ENTRIES PROVIDED:
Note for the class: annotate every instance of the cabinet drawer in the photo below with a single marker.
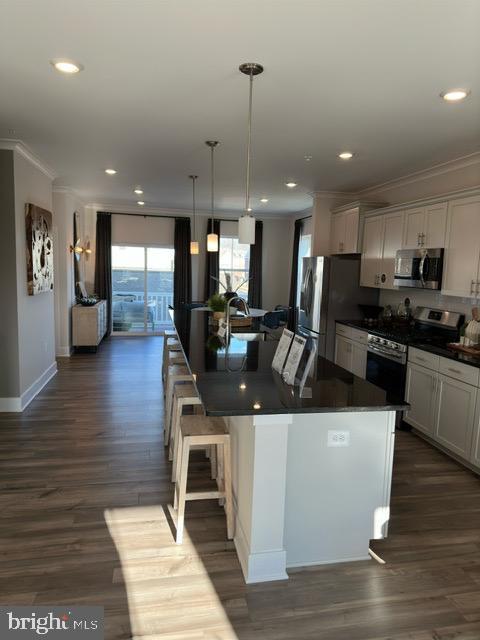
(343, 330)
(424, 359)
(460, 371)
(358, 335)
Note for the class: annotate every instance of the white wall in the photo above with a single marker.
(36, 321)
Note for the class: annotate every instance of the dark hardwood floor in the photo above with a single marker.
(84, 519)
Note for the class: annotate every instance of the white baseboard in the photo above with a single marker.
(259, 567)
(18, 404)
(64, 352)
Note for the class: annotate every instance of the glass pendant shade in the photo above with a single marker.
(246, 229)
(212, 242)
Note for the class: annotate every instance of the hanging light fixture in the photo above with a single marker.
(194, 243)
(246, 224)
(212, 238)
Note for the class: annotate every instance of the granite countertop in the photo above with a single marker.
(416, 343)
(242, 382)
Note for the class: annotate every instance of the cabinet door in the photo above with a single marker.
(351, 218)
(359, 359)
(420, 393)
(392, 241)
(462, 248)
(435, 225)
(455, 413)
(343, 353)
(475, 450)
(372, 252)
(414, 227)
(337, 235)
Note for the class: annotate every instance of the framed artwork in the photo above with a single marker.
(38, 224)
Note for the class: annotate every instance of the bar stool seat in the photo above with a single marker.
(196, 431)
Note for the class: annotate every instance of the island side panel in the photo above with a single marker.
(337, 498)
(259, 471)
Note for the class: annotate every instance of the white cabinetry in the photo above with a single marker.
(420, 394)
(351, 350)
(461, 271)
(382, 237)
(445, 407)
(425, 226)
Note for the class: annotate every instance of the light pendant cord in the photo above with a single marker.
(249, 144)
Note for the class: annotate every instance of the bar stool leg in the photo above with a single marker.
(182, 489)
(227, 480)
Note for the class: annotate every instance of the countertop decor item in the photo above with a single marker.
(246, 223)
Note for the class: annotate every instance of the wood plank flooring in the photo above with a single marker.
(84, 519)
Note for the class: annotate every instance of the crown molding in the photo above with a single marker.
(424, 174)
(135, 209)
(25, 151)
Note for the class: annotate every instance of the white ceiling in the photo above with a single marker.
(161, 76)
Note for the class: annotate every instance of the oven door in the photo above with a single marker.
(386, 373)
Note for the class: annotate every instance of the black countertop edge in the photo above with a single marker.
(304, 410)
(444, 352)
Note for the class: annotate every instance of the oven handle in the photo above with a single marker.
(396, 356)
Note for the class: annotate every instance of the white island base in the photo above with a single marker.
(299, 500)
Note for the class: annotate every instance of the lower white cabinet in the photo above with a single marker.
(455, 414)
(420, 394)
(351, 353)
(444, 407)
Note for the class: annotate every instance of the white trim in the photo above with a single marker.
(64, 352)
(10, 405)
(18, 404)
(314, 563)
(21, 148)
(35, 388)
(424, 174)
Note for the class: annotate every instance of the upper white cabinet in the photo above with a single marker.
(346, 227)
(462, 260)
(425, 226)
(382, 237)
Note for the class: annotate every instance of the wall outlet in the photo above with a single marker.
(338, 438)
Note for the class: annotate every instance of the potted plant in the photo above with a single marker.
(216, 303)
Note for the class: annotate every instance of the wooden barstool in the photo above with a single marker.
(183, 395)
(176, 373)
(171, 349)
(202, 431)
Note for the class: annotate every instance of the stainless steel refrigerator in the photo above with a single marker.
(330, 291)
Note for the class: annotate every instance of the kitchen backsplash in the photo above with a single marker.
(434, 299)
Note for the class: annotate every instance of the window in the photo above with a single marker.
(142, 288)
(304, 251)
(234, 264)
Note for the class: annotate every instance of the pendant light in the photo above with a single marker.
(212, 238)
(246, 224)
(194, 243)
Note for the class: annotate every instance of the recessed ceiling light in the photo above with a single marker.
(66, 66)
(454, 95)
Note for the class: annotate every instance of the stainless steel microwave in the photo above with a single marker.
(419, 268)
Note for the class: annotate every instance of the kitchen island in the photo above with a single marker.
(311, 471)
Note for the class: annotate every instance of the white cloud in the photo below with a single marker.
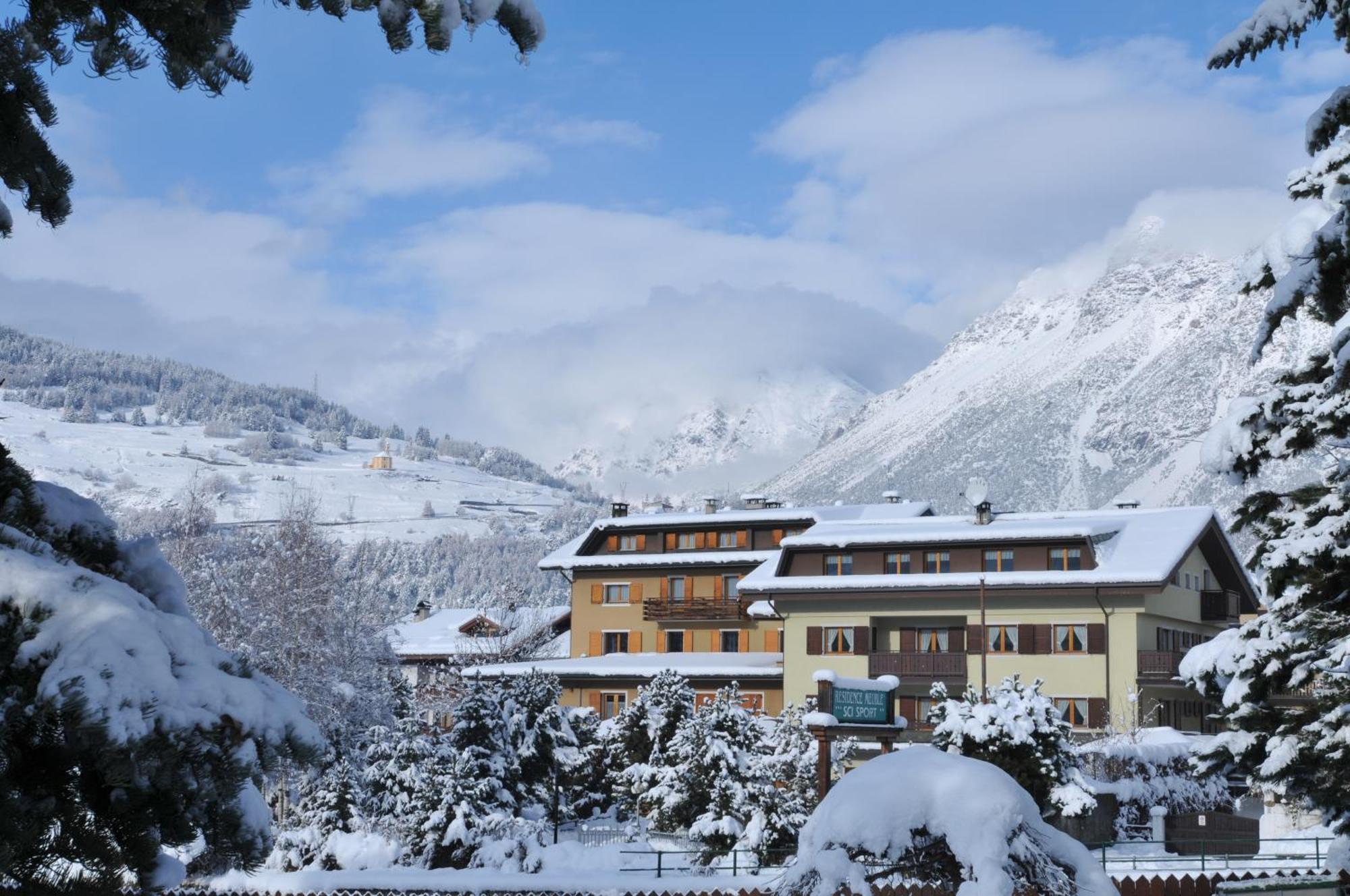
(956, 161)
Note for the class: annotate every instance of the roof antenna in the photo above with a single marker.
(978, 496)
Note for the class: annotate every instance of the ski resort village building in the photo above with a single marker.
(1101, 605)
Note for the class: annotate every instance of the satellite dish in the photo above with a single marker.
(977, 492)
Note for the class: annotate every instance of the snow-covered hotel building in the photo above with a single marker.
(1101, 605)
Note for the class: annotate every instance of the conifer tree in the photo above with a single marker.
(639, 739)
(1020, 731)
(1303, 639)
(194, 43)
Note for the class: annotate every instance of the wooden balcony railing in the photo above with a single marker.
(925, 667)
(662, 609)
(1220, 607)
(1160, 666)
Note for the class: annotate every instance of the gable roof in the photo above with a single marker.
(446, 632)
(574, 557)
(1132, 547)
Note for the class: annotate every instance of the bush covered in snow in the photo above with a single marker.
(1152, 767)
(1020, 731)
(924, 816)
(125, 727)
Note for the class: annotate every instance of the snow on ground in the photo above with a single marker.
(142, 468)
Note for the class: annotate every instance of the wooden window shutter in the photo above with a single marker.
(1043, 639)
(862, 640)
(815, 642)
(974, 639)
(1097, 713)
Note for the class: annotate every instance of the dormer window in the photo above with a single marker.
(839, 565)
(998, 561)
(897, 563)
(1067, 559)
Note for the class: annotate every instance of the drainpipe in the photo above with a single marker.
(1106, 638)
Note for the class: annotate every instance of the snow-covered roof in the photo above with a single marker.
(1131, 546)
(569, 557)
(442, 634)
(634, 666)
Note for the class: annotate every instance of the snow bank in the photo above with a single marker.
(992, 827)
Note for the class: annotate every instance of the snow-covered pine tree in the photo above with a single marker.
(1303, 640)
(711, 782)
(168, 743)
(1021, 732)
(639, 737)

GOAL: Copy the whole of the material above exactly, but not its images.

SOLUTION TO THIS PROBLEM:
Note for the class: annotate every instance of the cabinet drawer in the photo below with a single marker.
(343, 330)
(424, 359)
(460, 371)
(358, 335)
Note for the class: annotate every instance of the white wall in the photo above with a single marker.
(36, 321)
Note for the class: annotate every instance of the dark hardwood floor in the photo above with a single marker.
(84, 519)
Note for the class: annotate every instance of the white baseboard in the photo above with a single marker.
(259, 567)
(18, 404)
(64, 352)
Note for the class: annotate every instance of the glass pendant shade in the photo above with a single marker.
(246, 229)
(212, 242)
Note for the class: annotate every instance of the hanging light fixture in the photo above with a single marker.
(194, 243)
(246, 224)
(212, 238)
Note for the class: annotate every instance of the granite countertop in the photo above with a single marker.
(416, 343)
(242, 382)
Note for the class: annotate every instance of the cabinet door in the photo above with a single marker.
(351, 218)
(359, 359)
(420, 393)
(392, 241)
(462, 248)
(435, 225)
(455, 413)
(343, 353)
(475, 450)
(372, 252)
(414, 227)
(337, 235)
Note for the class: annotate every instance of the framed artwork in the photo above with a single marker.
(38, 224)
Note for the class: annotate every instance of the bar stool seat in the photo above with a single marker.
(196, 431)
Note for the class: annotate every instance of the island side panel in the photo above with a single marker.
(337, 498)
(259, 471)
Note for the class: annotate every instance of the white cabinetry in the photo above with a single marker.
(420, 394)
(351, 350)
(461, 271)
(382, 237)
(445, 407)
(425, 226)
Note for the class: annotate every instance of the light pendant cord in the photo above with a single marker.
(249, 144)
Note for the class: annotate every instance of the bar stool leg in the photo above with a single marker.
(182, 489)
(227, 480)
Note for the class: annotate every instance of the countertop decor item in the photo above with a single marker.
(246, 223)
Note for the class: annotate every instance of the wood plank flooring in the photo above with a single marker.
(84, 519)
Note for the class: annotate every instance of the crown molding in the photo above with a single marker.
(424, 174)
(135, 209)
(25, 151)
Note for the class: annotate every instance of the white ceiling in the photo above with a single marker.
(161, 76)
Note for the class: annotate every instance of the oven door in the photo above with a single marker.
(386, 373)
Note for the class: annotate every instance of the black countertop edge in the photo above with a single marker.
(304, 410)
(444, 352)
Note for the class: annotate every instance of the oven handle in the photo above with a single marker.
(396, 356)
Note for the class: annotate every instance of the white island base in the photo above with a single marker.
(299, 500)
Note for the class: annotate every instance of the lower white cabinet in the photo above with a single marker.
(455, 414)
(420, 394)
(351, 353)
(444, 407)
Note for the class: annotate every instance of the white trim in the photo above with a single marker.
(64, 352)
(10, 405)
(18, 404)
(314, 563)
(21, 148)
(35, 388)
(424, 174)
Note for the class: annotate every instance of the upper white cabinet in the photo above with a single marker.
(346, 227)
(462, 260)
(425, 226)
(382, 237)
Note for the class: annotate every instance of the wall outlet in the photo above with a single marker.
(338, 438)
Note for the class: annotate every instance of the potted plant in the photo above with a single marker.
(216, 303)
Note for the class: annotate every instance of the wooden barstool in the photo above with a single marker.
(183, 395)
(176, 373)
(171, 349)
(202, 431)
Note for the class: annotate every instance of the stainless steel refrigerator in the photo above with a single marker.
(330, 291)
Note for the class: annotate every instance of the kitchen backsplash in the photo above with a single marker.
(434, 299)
Note for the class: annotate every instance of the window in the photo above with a single marker.
(142, 288)
(304, 251)
(234, 264)
Note for the class: annotate every instance of the pendant light in the photo above with a single marker.
(212, 238)
(246, 224)
(194, 243)
Note for the class: annotate every instance of the recessed ceiling light in the photo above with a single marker.
(66, 66)
(454, 95)
Note for the class: annotate every instance of the stainless steel microwave in the photo above with a single marker.
(419, 268)
Note for the class: annotate every instance of the kitchen island in the photo above with a single marker.
(311, 471)
Note for the class: annotate every instance of the white cloud in the photo below with a single marker.
(956, 161)
Note for the class: annotate every instance of the roof antenna in the photo above with a single marker.
(978, 496)
Note for the class: annotate every instance of the ski resort village building in the photo above with a single marker.
(1101, 605)
Note for the class: annotate every instance of the satellite dish in the photo above with a single marker.
(977, 492)
Note for the class: annotate every instance of the snow-covered hotel building in the photo above with a single marker.
(1101, 605)
Note for the class: annotate every instance of the conifer tree in the photo above with a single marker.
(639, 739)
(1020, 731)
(1303, 639)
(194, 43)
Note for the class: annotate every instance of the wooden balcony railing in the photo above with a single marker.
(925, 667)
(662, 609)
(1220, 607)
(1160, 666)
Note for the class: annotate every instance of the gable roof in the photo above with a single marker.
(446, 632)
(574, 557)
(1132, 547)
Note for the class: annotate every instance of the bush covered in snow in the photo above with a single marker.
(1152, 767)
(1020, 731)
(924, 816)
(125, 727)
Note for the class: annotate every instance of the snow on ground in the photo above with a single marker.
(142, 468)
Note for the class: annotate every instance of the wooden window shutter in the photo above with a single marker.
(1043, 639)
(862, 640)
(815, 642)
(974, 639)
(1097, 713)
Note for the class: annotate every instance of the dormer window in the photo above with a single marker.
(839, 565)
(998, 561)
(897, 563)
(1067, 559)
Note for the class: annotate every instance of the drainpipe in the photo above with a single marker.
(1106, 638)
Note for the class: annotate every instance of the snow-covered roof in the photo above with a single marker.
(1131, 546)
(569, 557)
(442, 634)
(634, 666)
Note for the class: annotate every instance of the snow bank in the photo above with a single marker.
(992, 827)
Note for the class: annotate every instance of the snow-covered pine tree in the photo above with a single marker.
(1303, 640)
(711, 782)
(168, 743)
(1021, 732)
(639, 737)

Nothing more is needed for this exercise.